> _ARTICOLO_
▼

Il tema della discrezionalità tecnica è diventato un argomento fondamentale, che ha determinato la possibilità di utilizzare la figura del consulente tecnico d’ufficio.
Oggi affrontiamo il tema della discrezionalità che è legato al sindacato, cioè ai limiti che sono concepiti dal nostro ordinamento per sindacare le decisioni discrezionali della PA.
Per esempio, se intendo aprire una farmacia, sapendo che il numero delle farmacie è contingentato, cioè il numero di farmacie in un comune è proporzionato rispetto alla popolazione, e faccio domanda a una PA, questa sarà obbligata a dirmi di no, in quanto la sua attività non è un’attività discrezionale ma è vincolata, cioè non lascia un margine di scelta alla PA la quale è costretta a dirmi di no in quanto la legge stessa lo impone. Questa è un’attività vincolata; ci sono invece dei casi in cui le valutazioni della PA sono discrezionali, cioè la PA emette delle valutazioni soggettive. Tali valutazioni, riguardante l’attività discrezionale, possono riguardare sia il momento legato all’accertamento del fatto sia alla decisione vera e propria. La valutazione discrezionale può riguardare sia l’accertamento del fatto sia la decisione vera e propria.
Se un bene riveste un particolare interesse artistico, è obbligatorio apporre su quel bene un vincolo culturale, in questo caso la discrezionalità sta nell’accertamento del fatto, cioè nello stabilire se quel bene riveste un interesse effettivamente culturale; nel momento in cui la PA ha stabilito che quel bene è un bene di particolare interesse, la decisione che lo riguarda nel porre il vincolo è un’attività vincolata (Siamo nel caso 1). Abbiamo così spezzato in due momenti la scelta della PA:
1) ACCERTAMENTO DEL FATTO
2) DECISIONE
Nel secondo caso, ad esempio un autovelox che coglie un auto in eccesso di velocità: in questo caso il fatto che la macchina stia andando a 200 allora non richiede una valutazione discrezionale perché lo dice l’autovelox, l’accertamento del fatto è vincolato. La discrezionalità può consistere nel tipo di sanzione che la PA decide di irrogare nei confronti del trasgressore (sospensione o ritiro della patente); si tratta di una decisione discrezionale che attiene al fatto che è vincolato (siamo nel caso in cui l’accertamento del fatto è vincolante mentre la decisione è discrezionale); caso opposto è quello in cui l’accertamento del fatto è vincolato e la decisione è discrezionale. Il ventaglio di ipotesi è dunque composto da 4 alternative:
N° Alternativa

Per esempio: la valutazione che viene data ad un esame universitario: in questo caso l’accertamento del fatto è il sostenimento di un esame meritevole di superamento che è discrezionale; la decisione consiste nell’attribuzione di un punteggio, anch’esso discrezionale (Siamo nel caso 3).

▲

> _RECORD DELL'ESERCIZIO_
▼

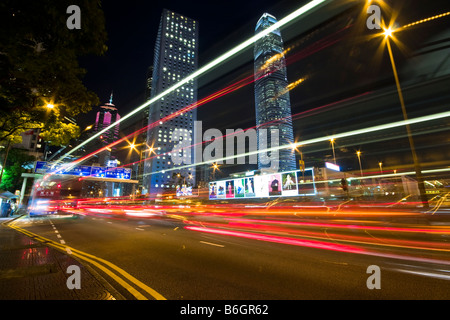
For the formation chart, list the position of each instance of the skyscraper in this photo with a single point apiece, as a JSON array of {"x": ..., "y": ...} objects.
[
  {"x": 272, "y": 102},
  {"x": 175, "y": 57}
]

▲
▼

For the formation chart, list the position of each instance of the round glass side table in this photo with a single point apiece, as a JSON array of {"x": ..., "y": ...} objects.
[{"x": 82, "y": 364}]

▲
▼

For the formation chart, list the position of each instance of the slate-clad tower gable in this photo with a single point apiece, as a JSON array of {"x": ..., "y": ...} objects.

▲

> _SERIE DI ESERCIZI_
#1 Secondo l'articolo sulla discrezionalità della PA, in quali due momenti si può spezzare la scelta della pubblica amministrazione?
#2 Per favore, elenca ogni riga dei record che contiene la parola "table", tenendo conto di maiuscole e minuscole.
L'articolo e i record non hanno alcun legame tra loro.

> _LE RISPOSTE_
#1 Nell'accertamento del fatto e nella decisione.

#2
For the formation chart, list the position of each instance of the round glass side table in this photo with a single point apiece, as a JSON array of {"x": ..., "y": ...} objects.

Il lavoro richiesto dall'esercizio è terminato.